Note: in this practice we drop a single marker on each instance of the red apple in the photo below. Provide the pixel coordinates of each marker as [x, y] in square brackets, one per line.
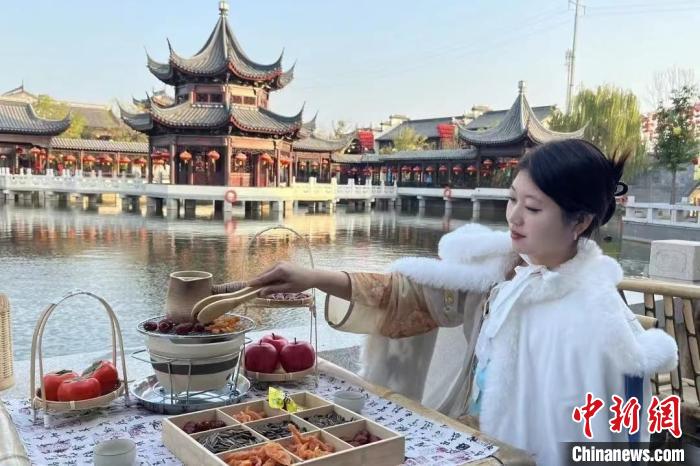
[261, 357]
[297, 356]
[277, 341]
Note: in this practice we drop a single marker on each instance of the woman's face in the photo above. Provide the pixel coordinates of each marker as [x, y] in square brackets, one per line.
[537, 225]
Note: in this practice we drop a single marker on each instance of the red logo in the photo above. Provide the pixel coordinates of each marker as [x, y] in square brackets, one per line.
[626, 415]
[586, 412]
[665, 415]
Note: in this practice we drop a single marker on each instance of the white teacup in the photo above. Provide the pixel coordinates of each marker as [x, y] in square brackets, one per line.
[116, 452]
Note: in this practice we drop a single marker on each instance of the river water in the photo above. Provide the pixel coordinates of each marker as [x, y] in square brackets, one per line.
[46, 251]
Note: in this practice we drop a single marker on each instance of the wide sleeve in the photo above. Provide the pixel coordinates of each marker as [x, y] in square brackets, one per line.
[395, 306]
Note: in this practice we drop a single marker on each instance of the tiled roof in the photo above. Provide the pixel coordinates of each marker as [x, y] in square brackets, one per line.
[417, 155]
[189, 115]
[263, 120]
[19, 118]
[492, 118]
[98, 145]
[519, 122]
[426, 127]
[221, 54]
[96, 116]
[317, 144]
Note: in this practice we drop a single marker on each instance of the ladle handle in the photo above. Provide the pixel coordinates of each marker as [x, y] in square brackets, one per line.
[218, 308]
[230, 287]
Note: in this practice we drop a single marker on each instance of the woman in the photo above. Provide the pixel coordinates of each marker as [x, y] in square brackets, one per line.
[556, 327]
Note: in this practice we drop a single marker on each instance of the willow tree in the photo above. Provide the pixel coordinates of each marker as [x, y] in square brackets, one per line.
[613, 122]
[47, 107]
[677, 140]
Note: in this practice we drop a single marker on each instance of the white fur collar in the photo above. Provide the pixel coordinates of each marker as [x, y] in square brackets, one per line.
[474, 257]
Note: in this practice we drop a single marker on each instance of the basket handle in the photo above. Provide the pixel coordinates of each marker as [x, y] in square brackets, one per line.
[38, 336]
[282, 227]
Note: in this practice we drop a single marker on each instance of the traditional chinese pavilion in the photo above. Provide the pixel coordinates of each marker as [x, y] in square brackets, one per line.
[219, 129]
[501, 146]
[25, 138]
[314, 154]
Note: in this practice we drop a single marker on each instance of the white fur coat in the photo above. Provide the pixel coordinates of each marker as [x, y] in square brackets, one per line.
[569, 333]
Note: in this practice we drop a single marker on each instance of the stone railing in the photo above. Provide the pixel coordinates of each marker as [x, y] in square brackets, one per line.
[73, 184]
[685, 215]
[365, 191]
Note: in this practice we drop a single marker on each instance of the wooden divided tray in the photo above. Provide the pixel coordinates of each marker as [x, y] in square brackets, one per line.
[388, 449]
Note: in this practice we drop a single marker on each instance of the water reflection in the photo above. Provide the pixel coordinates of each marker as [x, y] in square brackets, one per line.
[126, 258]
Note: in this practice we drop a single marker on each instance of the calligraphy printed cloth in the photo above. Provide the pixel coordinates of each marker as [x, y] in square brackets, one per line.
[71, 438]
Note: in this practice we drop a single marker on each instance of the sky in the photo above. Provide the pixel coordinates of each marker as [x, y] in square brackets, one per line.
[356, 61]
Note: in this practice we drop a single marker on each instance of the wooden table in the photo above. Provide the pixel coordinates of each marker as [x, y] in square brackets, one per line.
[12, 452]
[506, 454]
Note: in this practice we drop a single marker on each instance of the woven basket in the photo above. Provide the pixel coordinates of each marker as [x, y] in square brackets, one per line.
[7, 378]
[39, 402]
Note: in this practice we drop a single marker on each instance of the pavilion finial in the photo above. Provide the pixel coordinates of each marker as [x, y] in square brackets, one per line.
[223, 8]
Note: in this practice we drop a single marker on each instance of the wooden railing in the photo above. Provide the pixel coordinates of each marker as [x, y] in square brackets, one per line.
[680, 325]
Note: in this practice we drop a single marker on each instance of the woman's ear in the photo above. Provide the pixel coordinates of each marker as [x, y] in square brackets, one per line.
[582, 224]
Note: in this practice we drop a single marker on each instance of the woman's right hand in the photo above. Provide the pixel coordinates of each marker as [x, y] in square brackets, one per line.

**INSTRUCTIONS FOR THE TASK**
Return every record above exactly as written, but drop the pictures.

**ANSWER SPACE**
Note: in this practice we drop a single marker on each instance of the red apple in the photo below. Provide the pixel coordinates of each marker as [x, y] in square brackets, one per line.
[261, 357]
[297, 356]
[277, 341]
Note: in this practice we drop a single marker on each instance of the woman's face in the photo above. Provide the pixel coordinates of each marker as [x, y] in square brackets, one per line.
[537, 225]
Note: in this practice we drop a single marker on each instance of the red logo in the photo above. Provide the pixel coordinates of each marker as [x, y] in square brackets, one per line.
[626, 415]
[586, 412]
[665, 415]
Note: in this practice we drop a single marker on each instance of the white teacup in the photo above. Provide the pixel coordinates of each marker as [x, y] in square brackets, one per line.
[116, 452]
Note: in this practice we drop a single marker on each instance of the river water in the photo above. Provide the pixel coordinates of each marker as [x, y] in square brackets, one per line.
[46, 251]
Note: in this practice we drop a single marker on each instance of the wide sleeve in the photo above. Provide the pixel coordinates of each marker as [x, y] in square brackets, one per line.
[395, 306]
Note: in this practice we drop a single marker on each instance of the tiled roof in the photo above. Provide the pixel coordinates of each marker as [x, y] in square brackets, one per line.
[417, 155]
[189, 115]
[263, 120]
[19, 118]
[492, 118]
[98, 145]
[519, 122]
[426, 127]
[221, 54]
[96, 116]
[317, 144]
Note: in this practice we drop a single marker on each instance of the ladle handle in the photo above. Provide the pixel coordinates of each marker as [x, y] in square brackets, one per line.
[218, 308]
[230, 287]
Note: in this practice we drop a single marker on each instance of the woman in the photo above. Provide the pixel coordinates of each marker as [x, y] in square brackets, one per line.
[556, 327]
Note: in this practice we drop a single marker on each instance of the willow tree in the photo above. Provide the pixel coordinates of each marker as [x, y] in square brackets, one per line.
[613, 122]
[47, 107]
[677, 140]
Note: in this practice we drop a single marker on each instance of the white fur collar in the photo above. Provide the pixel coordinates of each marker as [x, y] in square brackets, one per line.
[474, 257]
Note: in this practice we drop a single marker on each instance of the basket handle in the photo above. Provide the pixel coordinates of each marker as [x, y] in square brackets, one per line.
[38, 336]
[282, 227]
Note: in this practice we drop a single marker on each instance of the traditional chinese pavilion in the photo above. Provide the pixel coordinates of each marker as [x, y] in square brackets, one per line.
[219, 129]
[501, 146]
[25, 138]
[314, 154]
Note: in this practice we drop a single marker on each instance of the white fur coat in the photo above. Provide the pixel coordinates of each marker as [x, y] in square brackets, one per line.
[569, 333]
Note: in this practice we drop a single marker on each instance of the stone railing in the photo above. Provide the pixel coordinates of each marker as [x, y] in square brackets, one per line.
[73, 184]
[685, 215]
[365, 191]
Note: in this practice we drop a single marker on each instance of the wooden divided tray in the photo above. Provide the pixel coordinates of each marker as [x, y] in square brackets, one per line.
[388, 449]
Note: in this practice we drop a single marker on each instance of the water reflection in the photo above. Provide the pixel coordinates of each marker as [x, y] in square brackets, one per line.
[126, 258]
Note: in this practice we drop a single marker on each instance of the calligraphy printed cloth in the photo above. Provide the pixel coordinates of each marker as [x, y] in square brackets, one per line.
[71, 438]
Note: in this practice we drop a single marker on each instance of the sky in the photo above. Provide the pixel coordinates of each marker as [x, y] in square brackets, one per line.
[356, 61]
Note: in this practice we drop a single marker on each instance of the wooden table in the photo above. Provide the pixel coordinates of each marker as [x, y] in square brackets, one per line.
[12, 452]
[506, 454]
Note: in this practice we drop a single marker on each instance of the woven basket in the photo above. Provide the pixel coordinates of each marker as [x, y] in square brackets, one per line.
[7, 378]
[39, 402]
Note: in this practice we drop a single marker on each instance of the pavilion finial in the photo above. Provide the pixel coordinates of each marker as [x, y] in square brackets, one per line.
[223, 8]
Note: in this practice we drop a single marker on each instance of the wooden railing in the photo above. Provide the pixel coordinates of each marker as [x, y] in square brackets, one per line.
[680, 325]
Note: in this practice we drop a single marker on each instance of the woman's ear in the photo above. Provide the pixel coordinates of each marker as [x, y] in square brackets, one per line.
[582, 224]
Note: in this practice we drop a single marker on each instance of the woman's right hand in the photo above. Provide the pixel coordinates of each marker as [x, y] in square brackets, one per line.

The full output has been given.